Type out the passage of the commit log running from "Pointyhat to: bdrewery" up to and including "if _WITHOUT_SRCCONF not defined.", word for word.

**Text:**

--

Fix current findings.
Given libfoo:
- Ensure that a LIBFOO is set. For INTERNALLIBS advise setting this in
src.libnames.mk, otherwise bsd.libnames.mk.
- Ensure that a LIBFOODIR is properly set.
- Ensure that _DP_foo is set and matches the LIBADD in the build of foo's own
Makefile
Bryan Drewery [Tue, 1 Dec 2015 22:50:32 +0000 (22:50 +0000)]
Fix build after r291620.
"don't know how to make /Versions.def. Stop"
This was trying to define a target in bsd.symver.mk based on LIBCDIR which was
not yet defined. Switching the order of inclusion of bsd.prog.mk and
bsd.symver.mk fixes it and seems fine.
Pointyhat to: bdrewery
Sponsored by: EMC / Isilon Storage Division
Craig Rodrigues [Tue, 1 Dec 2015 21:25:18 +0000 (21:25 +0000)]
Enable libcrypt tests.
kyua 0.12 has fix for https://github.com/jmmv/kyua/pull/148
which eliminates invalid XML characters from being written to test reports
with "kyua report-junit".
John Baldwin [Tue, 1 Dec 2015 21:19:16 +0000 (21:19 +0000)]
Restore cleaning of auto-generated kobj files after the recent MFILES
changes. Use the list of MFILES found by find to identify the set of
possible auto-generated files and add the intersection of this set and
SRCS to CLEANFILES.
Bryan Drewery [Tue, 1 Dec 2015 20:56:16 +0000 (20:56 +0000)]
Only include src.conf if _WITHOUT_SRCCONF not defined.
This does not really fix anything currently since _WITHOUT_SRCCONF must be
defined in the environment or local.sys.*.mk, but is proper and needed for
downstream fixes. I am working towards reworking src.conf inclusion still.

--

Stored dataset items
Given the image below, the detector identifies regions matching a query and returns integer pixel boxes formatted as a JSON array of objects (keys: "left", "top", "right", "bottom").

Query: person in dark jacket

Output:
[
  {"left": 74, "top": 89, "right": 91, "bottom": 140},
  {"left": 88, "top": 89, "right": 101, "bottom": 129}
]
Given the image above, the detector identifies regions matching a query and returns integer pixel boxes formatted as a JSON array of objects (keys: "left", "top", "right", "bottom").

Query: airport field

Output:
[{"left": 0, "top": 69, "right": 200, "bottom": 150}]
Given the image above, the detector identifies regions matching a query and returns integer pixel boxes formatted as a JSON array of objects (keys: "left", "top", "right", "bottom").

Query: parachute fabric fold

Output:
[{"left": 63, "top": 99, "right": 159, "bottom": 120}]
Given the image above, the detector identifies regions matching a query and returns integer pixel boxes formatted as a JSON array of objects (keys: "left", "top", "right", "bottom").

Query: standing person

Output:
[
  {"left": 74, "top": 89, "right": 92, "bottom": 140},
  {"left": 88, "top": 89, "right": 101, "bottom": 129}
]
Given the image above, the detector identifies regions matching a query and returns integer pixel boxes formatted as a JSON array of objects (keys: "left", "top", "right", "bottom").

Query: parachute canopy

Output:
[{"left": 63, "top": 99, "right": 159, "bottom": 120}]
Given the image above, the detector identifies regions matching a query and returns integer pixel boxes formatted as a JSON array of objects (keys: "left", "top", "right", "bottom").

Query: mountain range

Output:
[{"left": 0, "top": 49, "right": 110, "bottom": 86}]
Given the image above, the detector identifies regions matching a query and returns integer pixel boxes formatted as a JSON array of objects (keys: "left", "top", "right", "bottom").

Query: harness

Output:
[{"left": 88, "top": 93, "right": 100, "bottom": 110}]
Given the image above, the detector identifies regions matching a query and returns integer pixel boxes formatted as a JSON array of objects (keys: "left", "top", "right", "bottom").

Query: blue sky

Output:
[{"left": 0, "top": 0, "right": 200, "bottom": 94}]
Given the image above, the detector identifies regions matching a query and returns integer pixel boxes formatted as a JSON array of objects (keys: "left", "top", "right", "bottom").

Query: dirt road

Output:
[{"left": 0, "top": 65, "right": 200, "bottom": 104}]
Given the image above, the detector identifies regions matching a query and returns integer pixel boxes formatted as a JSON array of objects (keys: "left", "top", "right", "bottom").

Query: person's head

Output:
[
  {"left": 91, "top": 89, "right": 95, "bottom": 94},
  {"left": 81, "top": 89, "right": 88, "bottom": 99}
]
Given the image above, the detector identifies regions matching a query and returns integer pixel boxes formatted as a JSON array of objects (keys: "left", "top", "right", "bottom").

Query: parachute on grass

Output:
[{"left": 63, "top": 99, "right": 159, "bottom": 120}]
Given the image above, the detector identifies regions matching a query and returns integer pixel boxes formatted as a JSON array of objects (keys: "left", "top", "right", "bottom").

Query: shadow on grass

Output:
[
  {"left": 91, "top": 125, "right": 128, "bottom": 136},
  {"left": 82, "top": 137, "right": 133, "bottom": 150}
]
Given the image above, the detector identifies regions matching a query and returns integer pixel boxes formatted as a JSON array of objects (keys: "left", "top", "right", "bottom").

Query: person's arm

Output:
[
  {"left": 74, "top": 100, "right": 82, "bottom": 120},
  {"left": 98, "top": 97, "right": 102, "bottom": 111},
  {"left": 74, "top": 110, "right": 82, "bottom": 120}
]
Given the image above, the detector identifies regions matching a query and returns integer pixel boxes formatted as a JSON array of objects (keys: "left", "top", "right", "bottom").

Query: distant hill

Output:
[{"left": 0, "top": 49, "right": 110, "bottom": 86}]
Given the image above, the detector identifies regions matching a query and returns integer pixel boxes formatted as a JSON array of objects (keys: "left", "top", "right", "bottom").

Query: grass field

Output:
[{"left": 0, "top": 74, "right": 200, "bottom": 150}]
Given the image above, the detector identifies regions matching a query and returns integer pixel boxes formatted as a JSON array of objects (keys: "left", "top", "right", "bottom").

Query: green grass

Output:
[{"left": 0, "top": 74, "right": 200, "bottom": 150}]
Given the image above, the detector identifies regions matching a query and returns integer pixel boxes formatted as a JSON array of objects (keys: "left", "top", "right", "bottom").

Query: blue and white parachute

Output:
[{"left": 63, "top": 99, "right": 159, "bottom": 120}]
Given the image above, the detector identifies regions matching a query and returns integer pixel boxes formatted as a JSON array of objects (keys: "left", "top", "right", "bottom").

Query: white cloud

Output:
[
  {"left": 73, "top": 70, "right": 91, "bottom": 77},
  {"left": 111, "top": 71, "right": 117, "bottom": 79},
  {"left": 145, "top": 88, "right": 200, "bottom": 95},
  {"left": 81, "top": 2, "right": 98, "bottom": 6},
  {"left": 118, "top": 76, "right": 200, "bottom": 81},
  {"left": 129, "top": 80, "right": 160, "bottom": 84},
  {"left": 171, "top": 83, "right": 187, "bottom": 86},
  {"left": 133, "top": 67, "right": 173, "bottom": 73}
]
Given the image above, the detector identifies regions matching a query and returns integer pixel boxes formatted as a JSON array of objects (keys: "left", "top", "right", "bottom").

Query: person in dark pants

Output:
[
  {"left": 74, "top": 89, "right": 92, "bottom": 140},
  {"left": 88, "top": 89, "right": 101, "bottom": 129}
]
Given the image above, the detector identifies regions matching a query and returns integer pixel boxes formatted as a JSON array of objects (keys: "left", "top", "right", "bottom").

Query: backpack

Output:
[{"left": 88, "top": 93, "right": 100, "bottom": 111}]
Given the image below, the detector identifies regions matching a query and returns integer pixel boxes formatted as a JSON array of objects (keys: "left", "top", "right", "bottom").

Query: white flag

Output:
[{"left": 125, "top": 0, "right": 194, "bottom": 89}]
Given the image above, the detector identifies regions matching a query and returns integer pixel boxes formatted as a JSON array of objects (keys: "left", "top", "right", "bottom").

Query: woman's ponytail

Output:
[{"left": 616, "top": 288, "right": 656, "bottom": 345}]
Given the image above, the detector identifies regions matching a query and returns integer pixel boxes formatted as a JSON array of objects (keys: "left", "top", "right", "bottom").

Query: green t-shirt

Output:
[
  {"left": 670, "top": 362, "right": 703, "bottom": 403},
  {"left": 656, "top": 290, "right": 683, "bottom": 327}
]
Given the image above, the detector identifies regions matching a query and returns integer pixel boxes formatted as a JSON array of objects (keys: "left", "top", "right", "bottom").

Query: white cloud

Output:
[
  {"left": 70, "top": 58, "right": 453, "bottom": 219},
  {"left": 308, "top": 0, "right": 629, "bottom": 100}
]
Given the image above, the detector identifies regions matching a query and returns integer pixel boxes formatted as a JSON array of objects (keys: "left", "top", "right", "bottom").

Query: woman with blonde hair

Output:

--

**Expected output:**
Pointyhat to: bdrewery
Sponsored by: EMC / Isilon Storage Division
Craig Rodrigues [Tue, 1 Dec 2015 21:25:18 +0000 (21:25 +0000)]
Enable libcrypt tests.
kyua 0.12 has fix for https://github.com/jmmv/kyua/pull/148
which eliminates invalid XML characters from being written to test reports
with "kyua report-junit".
John Baldwin [Tue, 1 Dec 2015 21:19:16 +0000 (21:19 +0000)]
Restore cleaning of auto-generated kobj files after the recent MFILES
changes. Use the list of MFILES found by find to identify the set of
possible auto-generated files and add the intersection of this set and
SRCS to CLEANFILES.
Bryan Drewery [Tue, 1 Dec 2015 20:56:16 +0000 (20:56 +0000)]
Only include src.conf if _WITHOUT_SRCCONF not defined.